───── Given records

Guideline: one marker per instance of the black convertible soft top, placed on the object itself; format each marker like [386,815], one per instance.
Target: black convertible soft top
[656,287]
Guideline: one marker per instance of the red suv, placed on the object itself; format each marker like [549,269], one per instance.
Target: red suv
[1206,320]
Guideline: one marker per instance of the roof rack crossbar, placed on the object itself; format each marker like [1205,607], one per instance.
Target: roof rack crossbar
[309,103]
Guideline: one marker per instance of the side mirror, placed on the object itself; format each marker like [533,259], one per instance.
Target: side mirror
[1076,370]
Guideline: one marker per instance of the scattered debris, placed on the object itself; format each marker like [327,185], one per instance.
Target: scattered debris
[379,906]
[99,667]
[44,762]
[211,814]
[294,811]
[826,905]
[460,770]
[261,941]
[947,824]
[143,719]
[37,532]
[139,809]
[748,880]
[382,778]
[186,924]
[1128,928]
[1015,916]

──────────

**What you have to do:** Copy every line of the data where "Guideline" is found.

**Output for this exercise:**
Guideline: one marker per instance of the black convertible soft top, placed on the object itself; format each marker like [386,815], one per instance.
Guideline: one marker per instance of the red suv, placed on the object itself; format each marker like [549,269], one per instance.
Guideline: one marker per instance of the roof rack crossbar, placed on the object itself; format each marker like [1205,607], one per instance.
Guideline: one marker per instance of the side mirror, placed on the object itself; format each marker like [533,259], one per instance.
Guideline: one marker per instance of the scattered debris, placed on the object itself; format each marker like [327,185], one per instance.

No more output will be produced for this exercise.